# DATASET ROWS:

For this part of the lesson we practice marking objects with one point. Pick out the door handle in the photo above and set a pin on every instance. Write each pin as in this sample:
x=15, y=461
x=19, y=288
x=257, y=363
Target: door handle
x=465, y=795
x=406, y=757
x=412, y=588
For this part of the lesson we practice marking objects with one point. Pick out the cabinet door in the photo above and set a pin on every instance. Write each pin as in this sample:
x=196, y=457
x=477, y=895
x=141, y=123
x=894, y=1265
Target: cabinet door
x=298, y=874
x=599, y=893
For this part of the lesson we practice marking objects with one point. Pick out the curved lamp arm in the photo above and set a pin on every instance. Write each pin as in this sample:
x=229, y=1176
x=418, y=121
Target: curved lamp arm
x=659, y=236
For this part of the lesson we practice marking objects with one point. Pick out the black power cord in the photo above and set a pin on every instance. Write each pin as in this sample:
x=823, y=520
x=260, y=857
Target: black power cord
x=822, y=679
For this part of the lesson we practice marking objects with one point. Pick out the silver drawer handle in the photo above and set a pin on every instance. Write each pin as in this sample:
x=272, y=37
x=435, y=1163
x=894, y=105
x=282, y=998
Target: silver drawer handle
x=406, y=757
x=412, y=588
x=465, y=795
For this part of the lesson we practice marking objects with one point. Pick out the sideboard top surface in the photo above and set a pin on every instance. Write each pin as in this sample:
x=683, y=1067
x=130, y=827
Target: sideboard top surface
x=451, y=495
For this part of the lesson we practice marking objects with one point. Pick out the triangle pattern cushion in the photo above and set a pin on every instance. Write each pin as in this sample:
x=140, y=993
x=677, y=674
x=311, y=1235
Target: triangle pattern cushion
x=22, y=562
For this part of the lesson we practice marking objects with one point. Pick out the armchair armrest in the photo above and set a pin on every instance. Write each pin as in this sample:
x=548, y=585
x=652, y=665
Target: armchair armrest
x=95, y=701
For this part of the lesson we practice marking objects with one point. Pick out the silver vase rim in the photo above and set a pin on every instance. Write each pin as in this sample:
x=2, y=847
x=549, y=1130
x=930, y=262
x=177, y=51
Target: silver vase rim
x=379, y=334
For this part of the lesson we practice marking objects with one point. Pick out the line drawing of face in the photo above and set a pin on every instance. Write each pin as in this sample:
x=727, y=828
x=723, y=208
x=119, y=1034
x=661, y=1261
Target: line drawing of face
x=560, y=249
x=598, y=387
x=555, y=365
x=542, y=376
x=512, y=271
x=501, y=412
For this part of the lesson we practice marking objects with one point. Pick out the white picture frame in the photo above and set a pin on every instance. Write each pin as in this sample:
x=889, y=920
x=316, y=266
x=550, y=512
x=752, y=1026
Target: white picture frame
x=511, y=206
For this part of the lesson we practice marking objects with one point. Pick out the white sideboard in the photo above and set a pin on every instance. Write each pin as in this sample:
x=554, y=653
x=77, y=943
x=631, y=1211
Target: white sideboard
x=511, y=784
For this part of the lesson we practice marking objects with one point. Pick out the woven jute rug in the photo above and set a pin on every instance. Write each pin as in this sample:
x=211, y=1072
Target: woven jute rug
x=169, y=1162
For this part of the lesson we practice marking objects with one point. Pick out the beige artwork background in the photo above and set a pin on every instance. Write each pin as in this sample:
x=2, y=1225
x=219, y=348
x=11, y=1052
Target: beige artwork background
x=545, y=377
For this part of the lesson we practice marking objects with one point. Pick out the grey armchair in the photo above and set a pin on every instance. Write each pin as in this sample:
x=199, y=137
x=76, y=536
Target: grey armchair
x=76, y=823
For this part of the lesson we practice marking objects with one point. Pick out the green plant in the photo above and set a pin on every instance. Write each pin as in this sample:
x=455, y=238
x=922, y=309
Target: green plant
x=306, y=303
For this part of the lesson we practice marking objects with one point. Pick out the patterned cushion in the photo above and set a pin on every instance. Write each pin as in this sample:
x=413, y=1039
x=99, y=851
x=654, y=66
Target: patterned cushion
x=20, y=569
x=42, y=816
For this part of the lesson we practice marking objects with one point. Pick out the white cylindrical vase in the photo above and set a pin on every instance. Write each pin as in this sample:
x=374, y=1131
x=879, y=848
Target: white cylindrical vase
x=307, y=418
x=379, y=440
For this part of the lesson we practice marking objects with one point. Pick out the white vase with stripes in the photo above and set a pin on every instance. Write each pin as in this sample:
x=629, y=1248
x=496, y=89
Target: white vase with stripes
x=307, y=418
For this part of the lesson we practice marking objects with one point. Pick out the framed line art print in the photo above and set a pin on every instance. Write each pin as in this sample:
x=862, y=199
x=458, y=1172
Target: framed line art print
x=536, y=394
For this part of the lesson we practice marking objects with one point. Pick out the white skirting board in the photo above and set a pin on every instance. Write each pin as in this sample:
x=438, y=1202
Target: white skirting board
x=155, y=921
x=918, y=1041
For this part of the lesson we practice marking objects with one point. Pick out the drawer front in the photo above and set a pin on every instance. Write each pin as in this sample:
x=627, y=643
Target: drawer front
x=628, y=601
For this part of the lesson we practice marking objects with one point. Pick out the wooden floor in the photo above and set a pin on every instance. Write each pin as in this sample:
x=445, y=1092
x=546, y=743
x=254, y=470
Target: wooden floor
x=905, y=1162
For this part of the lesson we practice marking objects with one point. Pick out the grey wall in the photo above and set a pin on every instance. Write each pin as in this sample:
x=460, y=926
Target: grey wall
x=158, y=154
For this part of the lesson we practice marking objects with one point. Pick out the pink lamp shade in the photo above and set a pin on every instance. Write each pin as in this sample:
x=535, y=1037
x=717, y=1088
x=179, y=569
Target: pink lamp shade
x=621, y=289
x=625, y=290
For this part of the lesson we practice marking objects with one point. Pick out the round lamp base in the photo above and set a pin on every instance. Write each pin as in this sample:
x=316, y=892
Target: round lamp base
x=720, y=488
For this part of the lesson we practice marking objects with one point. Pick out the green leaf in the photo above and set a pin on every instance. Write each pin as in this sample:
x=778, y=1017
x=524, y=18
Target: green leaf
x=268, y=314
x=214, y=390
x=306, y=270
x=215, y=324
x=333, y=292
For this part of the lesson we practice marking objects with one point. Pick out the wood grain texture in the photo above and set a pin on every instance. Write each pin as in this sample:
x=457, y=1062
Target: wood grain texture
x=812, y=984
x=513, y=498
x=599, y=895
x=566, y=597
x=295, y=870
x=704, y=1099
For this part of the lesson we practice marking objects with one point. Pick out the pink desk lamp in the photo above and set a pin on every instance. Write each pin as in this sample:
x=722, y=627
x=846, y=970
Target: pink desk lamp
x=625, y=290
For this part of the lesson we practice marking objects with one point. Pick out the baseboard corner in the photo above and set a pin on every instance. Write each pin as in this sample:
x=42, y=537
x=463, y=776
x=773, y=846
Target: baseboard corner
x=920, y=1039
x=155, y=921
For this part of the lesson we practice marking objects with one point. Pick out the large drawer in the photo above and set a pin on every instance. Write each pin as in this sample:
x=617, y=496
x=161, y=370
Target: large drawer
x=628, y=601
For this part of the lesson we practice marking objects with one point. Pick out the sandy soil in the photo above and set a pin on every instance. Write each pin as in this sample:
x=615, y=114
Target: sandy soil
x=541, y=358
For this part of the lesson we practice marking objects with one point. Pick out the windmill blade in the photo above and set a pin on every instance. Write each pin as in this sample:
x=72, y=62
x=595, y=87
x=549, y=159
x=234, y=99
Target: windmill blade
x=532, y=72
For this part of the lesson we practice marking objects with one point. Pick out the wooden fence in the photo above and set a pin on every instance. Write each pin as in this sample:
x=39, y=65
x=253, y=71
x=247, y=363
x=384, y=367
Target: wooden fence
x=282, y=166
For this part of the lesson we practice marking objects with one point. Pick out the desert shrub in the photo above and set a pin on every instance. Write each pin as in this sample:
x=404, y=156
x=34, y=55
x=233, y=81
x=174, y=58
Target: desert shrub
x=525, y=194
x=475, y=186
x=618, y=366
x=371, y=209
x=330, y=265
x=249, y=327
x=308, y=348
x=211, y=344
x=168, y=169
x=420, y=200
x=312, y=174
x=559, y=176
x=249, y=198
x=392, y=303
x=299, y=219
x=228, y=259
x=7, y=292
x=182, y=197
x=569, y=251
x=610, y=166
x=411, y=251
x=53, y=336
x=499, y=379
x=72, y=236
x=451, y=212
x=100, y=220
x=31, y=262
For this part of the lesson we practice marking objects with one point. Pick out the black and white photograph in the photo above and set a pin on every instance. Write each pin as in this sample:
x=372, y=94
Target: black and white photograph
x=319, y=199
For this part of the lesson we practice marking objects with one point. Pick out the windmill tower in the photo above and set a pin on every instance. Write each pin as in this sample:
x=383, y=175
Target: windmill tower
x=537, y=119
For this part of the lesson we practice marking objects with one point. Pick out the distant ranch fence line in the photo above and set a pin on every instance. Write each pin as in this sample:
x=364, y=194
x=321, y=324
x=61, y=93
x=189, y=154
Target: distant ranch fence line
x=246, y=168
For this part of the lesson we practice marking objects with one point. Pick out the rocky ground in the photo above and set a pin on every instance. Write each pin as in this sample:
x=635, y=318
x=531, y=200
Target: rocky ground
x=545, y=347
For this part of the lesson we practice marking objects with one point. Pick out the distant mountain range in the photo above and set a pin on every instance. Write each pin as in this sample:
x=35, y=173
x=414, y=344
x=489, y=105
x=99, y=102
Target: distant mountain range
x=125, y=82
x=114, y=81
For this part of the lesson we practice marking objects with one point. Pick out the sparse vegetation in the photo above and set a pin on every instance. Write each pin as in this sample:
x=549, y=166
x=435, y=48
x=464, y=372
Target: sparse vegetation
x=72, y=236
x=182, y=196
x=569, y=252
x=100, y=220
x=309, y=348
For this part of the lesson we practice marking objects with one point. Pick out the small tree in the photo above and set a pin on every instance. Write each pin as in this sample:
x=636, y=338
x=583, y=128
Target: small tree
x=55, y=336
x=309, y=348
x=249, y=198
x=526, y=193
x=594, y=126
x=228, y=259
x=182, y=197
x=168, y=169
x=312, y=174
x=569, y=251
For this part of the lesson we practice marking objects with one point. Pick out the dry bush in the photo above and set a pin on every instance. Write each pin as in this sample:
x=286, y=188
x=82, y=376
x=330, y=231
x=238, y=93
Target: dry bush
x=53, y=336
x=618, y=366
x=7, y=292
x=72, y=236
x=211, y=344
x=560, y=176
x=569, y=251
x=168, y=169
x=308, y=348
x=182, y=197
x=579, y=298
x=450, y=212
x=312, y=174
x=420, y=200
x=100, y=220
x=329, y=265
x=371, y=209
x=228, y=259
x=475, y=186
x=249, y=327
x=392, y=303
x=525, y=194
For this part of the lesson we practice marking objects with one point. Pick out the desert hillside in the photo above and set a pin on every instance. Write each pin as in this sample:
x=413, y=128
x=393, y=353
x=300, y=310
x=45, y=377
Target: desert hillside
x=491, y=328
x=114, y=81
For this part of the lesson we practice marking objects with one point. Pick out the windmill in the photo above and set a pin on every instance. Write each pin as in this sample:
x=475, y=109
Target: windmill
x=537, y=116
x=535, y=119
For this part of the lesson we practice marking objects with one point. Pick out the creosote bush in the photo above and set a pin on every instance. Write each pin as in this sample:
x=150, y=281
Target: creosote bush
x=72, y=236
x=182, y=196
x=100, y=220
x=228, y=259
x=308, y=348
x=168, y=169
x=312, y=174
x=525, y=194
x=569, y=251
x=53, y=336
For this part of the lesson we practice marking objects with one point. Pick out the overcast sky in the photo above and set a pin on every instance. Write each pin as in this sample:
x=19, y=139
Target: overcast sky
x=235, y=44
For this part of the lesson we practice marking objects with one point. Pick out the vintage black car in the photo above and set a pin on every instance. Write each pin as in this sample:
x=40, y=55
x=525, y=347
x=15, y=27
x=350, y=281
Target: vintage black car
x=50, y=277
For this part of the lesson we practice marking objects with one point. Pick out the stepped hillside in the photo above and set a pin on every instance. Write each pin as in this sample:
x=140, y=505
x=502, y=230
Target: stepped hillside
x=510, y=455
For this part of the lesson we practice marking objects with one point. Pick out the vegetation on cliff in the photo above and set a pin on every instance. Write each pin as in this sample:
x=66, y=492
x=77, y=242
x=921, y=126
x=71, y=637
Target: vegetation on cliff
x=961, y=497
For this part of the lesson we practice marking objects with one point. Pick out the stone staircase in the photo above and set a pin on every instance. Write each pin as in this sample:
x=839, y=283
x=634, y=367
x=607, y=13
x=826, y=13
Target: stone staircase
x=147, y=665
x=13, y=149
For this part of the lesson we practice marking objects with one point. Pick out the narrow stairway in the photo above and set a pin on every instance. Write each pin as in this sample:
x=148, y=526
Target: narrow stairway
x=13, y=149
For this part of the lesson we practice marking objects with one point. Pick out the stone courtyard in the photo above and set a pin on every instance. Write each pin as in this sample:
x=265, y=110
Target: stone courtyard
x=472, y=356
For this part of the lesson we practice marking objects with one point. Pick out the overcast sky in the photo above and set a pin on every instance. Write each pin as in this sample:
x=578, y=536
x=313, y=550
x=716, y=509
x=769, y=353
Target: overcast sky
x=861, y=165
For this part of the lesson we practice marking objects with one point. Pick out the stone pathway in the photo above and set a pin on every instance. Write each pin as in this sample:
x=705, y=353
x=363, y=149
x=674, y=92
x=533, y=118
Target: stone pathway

# PROBLEM TO SOLVE:
Reproduce verbatim the stretch of lines from the one containing "out the line" through the one containing "x=555, y=365", including both of those lines.

# COMPLETED EXERCISE:
For this part of the lesson we practice marking objects with one point. Pick out the line drawing of face in the photo above and set a pin on every instance. Write each pin as in this sample:
x=727, y=828
x=723, y=208
x=119, y=1034
x=661, y=1261
Target: line drawing of face
x=560, y=249
x=598, y=387
x=555, y=365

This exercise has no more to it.